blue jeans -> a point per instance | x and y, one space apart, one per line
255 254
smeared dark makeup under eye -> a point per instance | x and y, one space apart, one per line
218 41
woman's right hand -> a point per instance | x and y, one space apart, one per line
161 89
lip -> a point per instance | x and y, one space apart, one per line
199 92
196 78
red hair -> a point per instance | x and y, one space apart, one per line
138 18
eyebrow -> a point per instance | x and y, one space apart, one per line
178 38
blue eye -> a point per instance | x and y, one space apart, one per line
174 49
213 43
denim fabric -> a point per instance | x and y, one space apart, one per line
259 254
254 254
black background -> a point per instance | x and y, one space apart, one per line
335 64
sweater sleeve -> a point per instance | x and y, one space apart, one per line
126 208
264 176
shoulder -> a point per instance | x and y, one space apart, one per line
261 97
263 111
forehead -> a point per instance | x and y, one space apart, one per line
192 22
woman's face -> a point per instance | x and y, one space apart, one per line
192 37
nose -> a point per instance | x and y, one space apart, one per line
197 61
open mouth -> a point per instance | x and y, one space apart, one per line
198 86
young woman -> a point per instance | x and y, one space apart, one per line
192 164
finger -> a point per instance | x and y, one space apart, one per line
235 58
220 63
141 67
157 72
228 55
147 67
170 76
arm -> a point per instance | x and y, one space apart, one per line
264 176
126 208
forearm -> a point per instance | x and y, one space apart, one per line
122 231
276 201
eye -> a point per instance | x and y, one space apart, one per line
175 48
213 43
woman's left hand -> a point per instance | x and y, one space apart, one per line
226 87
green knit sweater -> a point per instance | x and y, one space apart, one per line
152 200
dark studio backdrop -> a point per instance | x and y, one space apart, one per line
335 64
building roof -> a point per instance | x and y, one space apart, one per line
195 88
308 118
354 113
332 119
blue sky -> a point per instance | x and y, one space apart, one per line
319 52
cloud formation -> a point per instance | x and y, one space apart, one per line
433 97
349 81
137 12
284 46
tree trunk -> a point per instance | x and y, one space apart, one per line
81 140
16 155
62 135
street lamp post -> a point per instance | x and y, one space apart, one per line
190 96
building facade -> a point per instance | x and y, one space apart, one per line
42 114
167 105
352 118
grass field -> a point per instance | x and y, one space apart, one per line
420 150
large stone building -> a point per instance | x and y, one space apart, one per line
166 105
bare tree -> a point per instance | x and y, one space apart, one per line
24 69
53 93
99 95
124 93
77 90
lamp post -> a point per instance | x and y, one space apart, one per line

------------------------------

▶ The task:
An exact repeat of all the records is required.

▶ Response:
blue jeans -> a point per instance | x and y, one space apart, one per line
255 254
smeared dark makeup under eye -> a point per instance | x and y, one space apart, one per line
218 41
woman's right hand -> a point per instance | x and y, one space apart, one per line
161 89
lip -> a point per instance | x and y, one space apart, one per line
199 92
196 78
red hair -> a point per instance | x and y, one space apart, one per line
138 18
eyebrow -> a point per instance | x and y, one space apart, one per line
178 38
blue eye -> a point per instance | x and y, one space apart, one per line
174 49
213 43
denim fabric -> a point per instance | x and y, one space apart, one per line
259 254
254 254
black background -> a point per instance | x and y, one space apart, one per line
335 64
sweater sleeve -> a point per instance | x and y, one space apart, one per line
126 208
264 176
shoulder -> a point per instance | x and y, one space apart, one per line
261 97
263 111
forehead -> a point per instance | x and y, one space apart, one per line
192 22
woman's face -> a point per instance | x and y, one space apart, one per line
192 37
nose -> a point per instance | x and y, one space apart, one per line
197 61
open mouth -> a point per instance | x and y, one space apart, one per line
198 86
young woman -> a point per instance | x and y, one space apart, one per line
192 164
finger -> a point per instance | x and y, one space apart, one per line
235 58
220 63
141 67
157 72
228 55
147 67
170 76
arm -> a point per instance | x and y, one space apart, one per line
264 176
126 208
forearm -> a point per instance | x and y, one space apart, one per line
122 231
276 201
eye -> a point per instance | x and y, one space apart, one per line
175 48
213 43
woman's left hand -> a point per instance | x and y, one space apart, one per line
226 87
green knit sweater -> a point per instance | x and y, one space apart, one per line
152 200
dark studio backdrop -> a point per instance | x and y, one space apart, one per line
335 64
building roof -> a point per instance | x and y, one space apart, one per line
195 88
308 118
354 113
332 119
blue sky -> a point per instance | x and y, one space apart, one per line
319 52
cloud formation -> a point per instance | x and y, one space apart, one per line
433 97
349 81
137 12
284 46
tree trunk -> a point per instance | x and y, one space apart, one per line
81 140
16 155
62 135
street lamp post -> a point per instance | x and y, one space apart, one per line
190 96
building facade -> a point per instance | x and y, one space apart, one per line
42 114
167 105
352 118
grass field -> a point per instance | x and y, one space apart, one per line
420 150
large stone building -> a point per instance | x and y, one space apart, one per line
166 105
bare tree -> a point per instance | x and y, one space apart, one per line
24 69
53 93
99 95
124 93
77 90
lamp post -> a point per instance | x and y, one space apart, one per line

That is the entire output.